Text provided START
If You Want People to Be Accountable, Don’t Ride the Bicycle For Them

As a default mechanism leaders want to tell people what to do and how to do it. Coaching, on the other hand, is about listening, asking questions and patiently guiding people to discover the answers for themselves.

It’s a lot like teaching a child to ride a bike. Your daughter says, “I want to ride a two-wheeler.” It’s her goal. You’re there to help her achieve her goal. So you take the training wheels off. You find a flat, soft surface, such as a lawn. You demonstrate bike riding. You stand next to her, hold the saddle, and point her in the right direction. You run alongside for a while. But she’s the one pedaling. Otherwise, she’d never learn to ride.

Likewise, you must let your team members learn, and ride—and fall off—on their own.
One of the mistakes parents (and leaders) make is holding on to the saddle too long.

As part of your leadership accountability, your job is to help each person on your team to take personal responsibility for his or her behaviors, actions and results. Your responsibility is to guide and assist them in working toward their professional goals, and to eliminate the barriers to achieving those goals. You’re there to empower them. You’re not there to do it for them.

You can’t empower people by telling them what to do. And that’s the real essence of coaching – empowerment. To empower is to give people power and authority, or remind them of their power and authority.

To enable is traditionally defined as “to provide someone with the resources, authority, or opportunity to do something; to make something possible or feasible.”
Text provided END
Provided records START
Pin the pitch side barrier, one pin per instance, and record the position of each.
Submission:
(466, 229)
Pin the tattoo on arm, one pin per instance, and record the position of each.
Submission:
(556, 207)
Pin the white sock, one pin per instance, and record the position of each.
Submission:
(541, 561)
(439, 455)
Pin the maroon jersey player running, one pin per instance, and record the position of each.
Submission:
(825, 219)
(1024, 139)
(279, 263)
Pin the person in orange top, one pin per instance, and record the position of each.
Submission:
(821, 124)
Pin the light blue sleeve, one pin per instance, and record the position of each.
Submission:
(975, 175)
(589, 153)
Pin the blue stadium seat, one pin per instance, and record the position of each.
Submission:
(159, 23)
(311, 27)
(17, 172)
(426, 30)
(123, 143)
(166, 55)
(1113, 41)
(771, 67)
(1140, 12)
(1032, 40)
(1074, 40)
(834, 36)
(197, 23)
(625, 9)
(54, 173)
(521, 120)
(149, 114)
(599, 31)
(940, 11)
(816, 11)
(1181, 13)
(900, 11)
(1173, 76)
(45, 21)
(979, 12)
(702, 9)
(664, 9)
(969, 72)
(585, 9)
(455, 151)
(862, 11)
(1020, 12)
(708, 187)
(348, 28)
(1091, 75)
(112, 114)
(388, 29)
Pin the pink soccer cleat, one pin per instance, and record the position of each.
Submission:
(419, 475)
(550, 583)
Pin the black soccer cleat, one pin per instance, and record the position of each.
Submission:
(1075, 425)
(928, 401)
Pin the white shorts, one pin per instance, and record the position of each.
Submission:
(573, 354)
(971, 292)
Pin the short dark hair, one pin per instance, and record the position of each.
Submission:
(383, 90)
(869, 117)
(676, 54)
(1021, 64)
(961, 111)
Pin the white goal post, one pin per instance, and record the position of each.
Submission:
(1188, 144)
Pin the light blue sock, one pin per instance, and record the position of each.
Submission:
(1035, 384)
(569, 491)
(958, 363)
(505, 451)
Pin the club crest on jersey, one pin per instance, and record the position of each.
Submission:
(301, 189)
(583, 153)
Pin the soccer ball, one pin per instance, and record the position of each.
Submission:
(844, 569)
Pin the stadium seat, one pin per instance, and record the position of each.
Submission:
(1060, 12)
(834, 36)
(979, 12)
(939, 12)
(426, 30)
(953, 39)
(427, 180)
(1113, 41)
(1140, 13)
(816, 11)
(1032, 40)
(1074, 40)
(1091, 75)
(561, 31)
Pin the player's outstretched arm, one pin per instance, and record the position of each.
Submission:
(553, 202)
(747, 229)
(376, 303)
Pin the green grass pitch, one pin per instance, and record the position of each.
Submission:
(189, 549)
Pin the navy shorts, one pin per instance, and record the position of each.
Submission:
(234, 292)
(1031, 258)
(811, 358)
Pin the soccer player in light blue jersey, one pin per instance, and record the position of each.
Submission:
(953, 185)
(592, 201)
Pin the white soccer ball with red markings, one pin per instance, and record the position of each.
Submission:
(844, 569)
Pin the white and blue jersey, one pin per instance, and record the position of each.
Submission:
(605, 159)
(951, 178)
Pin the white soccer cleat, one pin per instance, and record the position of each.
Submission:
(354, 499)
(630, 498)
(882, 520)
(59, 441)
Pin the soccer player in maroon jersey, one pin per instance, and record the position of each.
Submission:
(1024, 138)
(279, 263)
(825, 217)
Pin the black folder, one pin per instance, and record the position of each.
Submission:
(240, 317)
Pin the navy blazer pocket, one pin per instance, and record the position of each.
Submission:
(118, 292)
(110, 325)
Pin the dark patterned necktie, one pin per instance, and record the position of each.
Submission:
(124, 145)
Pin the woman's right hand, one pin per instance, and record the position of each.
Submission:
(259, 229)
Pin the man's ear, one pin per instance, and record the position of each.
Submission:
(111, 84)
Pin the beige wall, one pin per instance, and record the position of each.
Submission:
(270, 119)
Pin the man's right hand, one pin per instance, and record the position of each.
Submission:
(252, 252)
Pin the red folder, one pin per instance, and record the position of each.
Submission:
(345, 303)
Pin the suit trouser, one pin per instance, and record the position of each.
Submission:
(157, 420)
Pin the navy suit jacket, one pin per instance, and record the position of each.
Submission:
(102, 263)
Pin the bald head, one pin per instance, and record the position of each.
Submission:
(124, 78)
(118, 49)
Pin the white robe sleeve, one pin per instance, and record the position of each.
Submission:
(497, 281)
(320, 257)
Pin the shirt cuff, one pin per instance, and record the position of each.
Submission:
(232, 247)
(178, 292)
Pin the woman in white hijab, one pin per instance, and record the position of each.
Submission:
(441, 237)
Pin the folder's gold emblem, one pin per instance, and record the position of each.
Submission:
Provided records END
Task to complete
In the text on coaching and accountability, what mistake do parents and leaders make?

Solution below
They hold on to the saddle too long.